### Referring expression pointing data
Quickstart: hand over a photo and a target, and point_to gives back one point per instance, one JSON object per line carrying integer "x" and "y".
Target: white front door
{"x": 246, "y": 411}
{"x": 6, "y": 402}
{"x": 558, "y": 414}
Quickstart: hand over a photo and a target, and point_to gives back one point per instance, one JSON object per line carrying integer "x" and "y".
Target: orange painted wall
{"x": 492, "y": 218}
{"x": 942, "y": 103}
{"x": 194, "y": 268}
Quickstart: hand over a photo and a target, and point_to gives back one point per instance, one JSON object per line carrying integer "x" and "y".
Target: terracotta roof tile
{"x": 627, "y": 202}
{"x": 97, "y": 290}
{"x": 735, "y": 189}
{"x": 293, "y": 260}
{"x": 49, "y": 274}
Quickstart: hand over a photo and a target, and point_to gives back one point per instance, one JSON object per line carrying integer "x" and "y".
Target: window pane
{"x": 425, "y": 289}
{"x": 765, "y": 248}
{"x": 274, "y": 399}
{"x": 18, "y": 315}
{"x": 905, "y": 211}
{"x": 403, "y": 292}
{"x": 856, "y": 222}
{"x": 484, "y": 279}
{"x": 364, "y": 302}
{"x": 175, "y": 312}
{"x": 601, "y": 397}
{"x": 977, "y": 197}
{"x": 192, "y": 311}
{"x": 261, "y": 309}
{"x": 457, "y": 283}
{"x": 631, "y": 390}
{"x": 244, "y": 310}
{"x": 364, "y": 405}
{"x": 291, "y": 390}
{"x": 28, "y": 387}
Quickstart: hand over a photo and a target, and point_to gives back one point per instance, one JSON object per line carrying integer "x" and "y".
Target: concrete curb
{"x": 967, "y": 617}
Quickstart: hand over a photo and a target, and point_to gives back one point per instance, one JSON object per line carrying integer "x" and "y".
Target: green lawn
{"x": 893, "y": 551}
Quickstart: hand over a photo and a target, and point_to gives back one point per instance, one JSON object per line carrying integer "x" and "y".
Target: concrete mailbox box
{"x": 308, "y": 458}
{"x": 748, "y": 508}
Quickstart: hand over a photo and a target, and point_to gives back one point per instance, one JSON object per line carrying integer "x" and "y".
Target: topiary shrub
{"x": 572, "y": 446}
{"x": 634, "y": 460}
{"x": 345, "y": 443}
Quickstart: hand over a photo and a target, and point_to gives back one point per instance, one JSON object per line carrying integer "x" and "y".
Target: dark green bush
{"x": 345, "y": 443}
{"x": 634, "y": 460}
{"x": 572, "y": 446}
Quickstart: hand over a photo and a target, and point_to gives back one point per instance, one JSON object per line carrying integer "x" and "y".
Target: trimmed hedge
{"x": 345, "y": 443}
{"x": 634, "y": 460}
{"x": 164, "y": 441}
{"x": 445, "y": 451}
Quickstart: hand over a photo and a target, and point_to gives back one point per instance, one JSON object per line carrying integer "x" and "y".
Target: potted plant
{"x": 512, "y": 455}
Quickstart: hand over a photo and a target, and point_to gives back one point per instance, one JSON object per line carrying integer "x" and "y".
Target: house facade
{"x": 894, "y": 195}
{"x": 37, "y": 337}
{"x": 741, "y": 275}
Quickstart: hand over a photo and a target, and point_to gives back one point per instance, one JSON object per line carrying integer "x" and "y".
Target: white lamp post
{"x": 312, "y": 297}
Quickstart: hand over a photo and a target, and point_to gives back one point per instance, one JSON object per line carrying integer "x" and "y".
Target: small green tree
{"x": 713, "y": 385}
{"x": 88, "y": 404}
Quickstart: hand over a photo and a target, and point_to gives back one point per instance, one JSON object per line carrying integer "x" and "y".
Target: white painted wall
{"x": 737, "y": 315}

### WHAT THIS TASK INVOLVES
Give the entries again in full, with nothing changed.

### RESPONSE
Quickstart: hand over a photo and a target, and point_to gives back one point per instance, one JSON object per line carrying integer "x" and "y".
Target: white front door
{"x": 246, "y": 411}
{"x": 6, "y": 402}
{"x": 558, "y": 414}
Quickstart: hand over a photo and a target, and point_to gives back one point per instance, one JSON object per line carrying integer "x" and "y".
Target: orange painted wall
{"x": 492, "y": 218}
{"x": 942, "y": 103}
{"x": 194, "y": 268}
Quickstart: hand over a photo and a target, and point_to gives back one point per instance, one JSON object per line carrying integer "x" and "y".
Target: terracotta roof tile
{"x": 627, "y": 202}
{"x": 97, "y": 290}
{"x": 735, "y": 189}
{"x": 293, "y": 260}
{"x": 49, "y": 274}
Quickstart: hand over a photo and a target, and point_to gives back one point per instance, one JSON object per line carrying integer "x" and "y".
Target: window pane
{"x": 425, "y": 289}
{"x": 765, "y": 248}
{"x": 274, "y": 399}
{"x": 18, "y": 315}
{"x": 905, "y": 211}
{"x": 403, "y": 292}
{"x": 856, "y": 222}
{"x": 484, "y": 279}
{"x": 364, "y": 302}
{"x": 175, "y": 312}
{"x": 601, "y": 397}
{"x": 977, "y": 197}
{"x": 192, "y": 311}
{"x": 261, "y": 309}
{"x": 457, "y": 283}
{"x": 631, "y": 390}
{"x": 244, "y": 310}
{"x": 364, "y": 405}
{"x": 291, "y": 390}
{"x": 28, "y": 387}
Quickstart: hand over a photo and a target, and point_to gives back one point per instance, one JSON object per line carrying integer "x" and "y".
Target: concrete curb
{"x": 967, "y": 617}
Quickstart: hand over a photo and a target, and point_to gives back one point per instance, one JSON object per line carrying integer "x" and "y".
Target: green lawn
{"x": 893, "y": 551}
Quickstart: hand over a photo and a target, and point_to gives back one point per instance, one JSON object per line carrying integer "x" and "y".
Target: concrete mailbox box
{"x": 308, "y": 458}
{"x": 748, "y": 508}
Quickstart: hand over a photo and a target, and point_to gives back one point per instance, one JSON object per line carrying integer "x" and "y".
Target: topiary shrub
{"x": 572, "y": 446}
{"x": 634, "y": 460}
{"x": 345, "y": 443}
Quickstart: hand over a photo and a target, and point_to gives back one point per instance, one JSON object per line carrying integer "x" and "y".
Target: dark green bush
{"x": 345, "y": 443}
{"x": 634, "y": 460}
{"x": 572, "y": 446}
Quickstart: hand over a photo and a target, and point_to gives back one point per instance, one JSON object per line carrying integer "x" and "y".
Target: trimmed hedge
{"x": 345, "y": 443}
{"x": 634, "y": 460}
{"x": 164, "y": 441}
{"x": 445, "y": 451}
Quickstart: hand over a photo and a target, and point_to gives back one point per instance, one JSON object per line carrying integer "x" and "y".
Target: potted plant
{"x": 512, "y": 455}
Quickstart: hand over a photo and a target, and point_to gives back one point per instance, one JSON object per line carrying integer "x" and "y".
Target: house facade
{"x": 894, "y": 195}
{"x": 37, "y": 337}
{"x": 741, "y": 275}
Quickstart: hand over a photo and a target, and point_to gives back one point per instance, one JSON object per line carrying integer "x" and "y".
Target: white lamp post
{"x": 312, "y": 297}
Quickstart: hand over a photo and a target, and point_to gives back one point per instance, one JSON object per line carrying integer "x" and "y".
Target: small green tree
{"x": 713, "y": 385}
{"x": 88, "y": 404}
Quickstart: hand over a photo and a target, and point_to gives back one point per instance, one JSON object per line carrying integer "x" and "y".
Target: white painted wall
{"x": 737, "y": 315}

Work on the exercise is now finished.